EXTRACTED RECORDS:
——

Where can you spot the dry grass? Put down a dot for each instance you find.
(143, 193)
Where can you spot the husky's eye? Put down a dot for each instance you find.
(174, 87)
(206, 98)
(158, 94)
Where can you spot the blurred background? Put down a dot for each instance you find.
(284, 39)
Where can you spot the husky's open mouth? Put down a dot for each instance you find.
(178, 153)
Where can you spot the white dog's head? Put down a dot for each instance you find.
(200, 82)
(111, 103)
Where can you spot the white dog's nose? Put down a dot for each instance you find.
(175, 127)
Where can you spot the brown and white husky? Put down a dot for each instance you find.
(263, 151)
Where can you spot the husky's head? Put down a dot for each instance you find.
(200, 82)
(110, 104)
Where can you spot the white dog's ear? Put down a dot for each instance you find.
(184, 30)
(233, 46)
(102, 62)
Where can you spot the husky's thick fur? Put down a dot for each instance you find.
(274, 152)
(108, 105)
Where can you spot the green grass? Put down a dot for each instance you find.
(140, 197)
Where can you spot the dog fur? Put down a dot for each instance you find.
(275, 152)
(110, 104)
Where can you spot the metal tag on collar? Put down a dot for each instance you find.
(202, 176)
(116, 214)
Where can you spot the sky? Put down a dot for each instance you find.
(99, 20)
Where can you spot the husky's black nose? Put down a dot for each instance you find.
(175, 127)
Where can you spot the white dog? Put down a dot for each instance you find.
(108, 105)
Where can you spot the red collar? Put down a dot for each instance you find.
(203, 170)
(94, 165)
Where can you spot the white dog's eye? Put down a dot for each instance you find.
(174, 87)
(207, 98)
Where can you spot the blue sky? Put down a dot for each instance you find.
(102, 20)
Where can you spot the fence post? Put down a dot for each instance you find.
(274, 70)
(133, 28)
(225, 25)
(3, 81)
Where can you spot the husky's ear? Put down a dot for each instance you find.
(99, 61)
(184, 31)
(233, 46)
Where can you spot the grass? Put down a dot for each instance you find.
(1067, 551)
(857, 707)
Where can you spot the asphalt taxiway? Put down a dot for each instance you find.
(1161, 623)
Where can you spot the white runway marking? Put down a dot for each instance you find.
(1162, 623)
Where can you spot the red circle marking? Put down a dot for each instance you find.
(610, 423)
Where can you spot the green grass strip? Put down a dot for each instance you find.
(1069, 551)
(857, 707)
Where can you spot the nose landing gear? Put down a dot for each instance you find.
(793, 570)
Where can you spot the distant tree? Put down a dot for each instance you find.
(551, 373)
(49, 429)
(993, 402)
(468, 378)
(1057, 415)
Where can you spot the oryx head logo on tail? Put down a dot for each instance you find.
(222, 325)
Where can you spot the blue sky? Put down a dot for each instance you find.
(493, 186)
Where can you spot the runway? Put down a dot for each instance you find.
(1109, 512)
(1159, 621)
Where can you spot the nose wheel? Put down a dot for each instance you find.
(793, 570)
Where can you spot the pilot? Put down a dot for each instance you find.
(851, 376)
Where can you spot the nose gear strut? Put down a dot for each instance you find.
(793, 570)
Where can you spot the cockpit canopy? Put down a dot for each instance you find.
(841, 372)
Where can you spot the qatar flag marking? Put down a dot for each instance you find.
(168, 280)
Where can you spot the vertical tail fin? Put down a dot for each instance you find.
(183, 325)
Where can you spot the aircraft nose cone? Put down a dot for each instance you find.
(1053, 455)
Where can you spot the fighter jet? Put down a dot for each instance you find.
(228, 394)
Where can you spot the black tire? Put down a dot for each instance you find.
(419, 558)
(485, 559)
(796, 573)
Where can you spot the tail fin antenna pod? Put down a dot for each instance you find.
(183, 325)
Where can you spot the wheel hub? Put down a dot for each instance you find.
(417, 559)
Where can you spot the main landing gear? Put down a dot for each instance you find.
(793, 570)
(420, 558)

——

REQUIRED ACTION:
Each record above is to be written out again exactly.

RESPONSE AREA:
Where can you spot the dry grass? Put down a dot for each instance you find.
(143, 193)
Where can you spot the husky's eye? Put down a dot for each instance you find.
(174, 87)
(206, 98)
(158, 94)
Where can you spot the blurred background? Put down a dot for each instance you find.
(284, 39)
Where can you spot the husky's open mouth? Put down a dot for each instance you find.
(178, 153)
Where can you spot the white dog's head? Put down a dot for each instance you find.
(200, 82)
(111, 103)
Where can you spot the white dog's nose? Put down a dot for each instance you find.
(175, 127)
Where can you spot the brown and white husky? Put down a dot for each instance you find.
(263, 151)
Where can you spot the husky's head? Put down a dot for each instance you find.
(200, 82)
(110, 104)
Where can you spot the white dog's ear? Put down a dot for each instance you find.
(184, 30)
(233, 46)
(102, 62)
Where can you spot the husky's thick fur? Put down a dot for each instance you find.
(274, 152)
(108, 105)
Where can you spot the green grass? Put down a dot for each instance you find.
(140, 197)
Where can you spot the dog fur? Put down a dot for each instance you find.
(275, 152)
(110, 104)
Where can you spot the metal tag on collar? Put down a dot for each instance you find.
(202, 176)
(116, 214)
Where can you spot the sky? Put down a dot for each instance you find.
(99, 20)
Where can you spot the husky's black nose? Put down a dot for each instance you find.
(175, 127)
Where can you spot the white dog? Put down a dot for each instance you find.
(108, 105)
Where can you spot the red collar? Put down a dot for each instance you find.
(203, 170)
(94, 165)
Where can you spot the white dog's eye? Put down a dot for each instance you find.
(174, 87)
(207, 98)
Where can you spot the blue sky? Put down a dot for each instance you find.
(102, 20)
Where can you spot the fence post? Put down a dot for each instance you find.
(274, 70)
(133, 28)
(225, 25)
(3, 81)
Where can you spot the husky's ear? Put down a dot for each instance you find.
(99, 61)
(184, 31)
(233, 46)
Where can you spot the grass? Put down a dot for each instance you find.
(1067, 551)
(857, 707)
Where can you spot the asphalt taxiway? Put down a dot for each instance you find.
(1161, 623)
Where can you spot the white runway marking? Put down a dot for each instance you find.
(1162, 623)
Where can you spot the red circle marking? Put down a dot for each instance you find.
(610, 423)
Where can you spot the green grass strip? Put down a dot for each instance you find.
(1069, 551)
(857, 707)
Where can you spot the nose landing gear? Put down a dot for each instance you find.
(793, 570)
Where can you spot the distant tree? Put down a dot for each instance you find.
(551, 373)
(49, 429)
(993, 402)
(468, 378)
(1057, 415)
Where can you spot the oryx head logo on tail? Put down a dot for each instance you find.
(222, 325)
Where can you spot the blue sky? Put down a dot for each instance you find.
(493, 186)
Where can you spot the runway? Put down a dot for each instance you find.
(1109, 512)
(1159, 621)
Where can you spot the nose wheel? Put down a dot for each instance you find.
(793, 570)
Where can you spot the pilot? Put down a dot for each instance you find.
(851, 376)
Where can you spot the nose gear strut? Put down a dot for each instance you find.
(793, 570)
Where can you spot the cockpit canopy? Put down a dot for each instance you find.
(841, 372)
Where can you spot the qatar flag marking? Put down a dot for each instance you find.
(168, 280)
Where can you spot the vertical tail fin? Put down a dot for each instance you find.
(183, 325)
Where can you spot the aircraft nose cone? Put down a dot for each instance you find.
(1053, 455)
Where can you spot the fighter jet? Put down a dot for each instance you find.
(228, 394)
Where can you spot the black tire? Put down a dot for each instance you find.
(419, 558)
(485, 559)
(796, 573)
Where can you spot the tail fin antenna pod? Put down a dot for each instance you find.
(183, 325)
Where can you spot the wheel hub? Put down a dot for each instance you find.
(417, 559)
Where can you spot the main landing gear? Put down a dot for each instance you find.
(793, 570)
(420, 558)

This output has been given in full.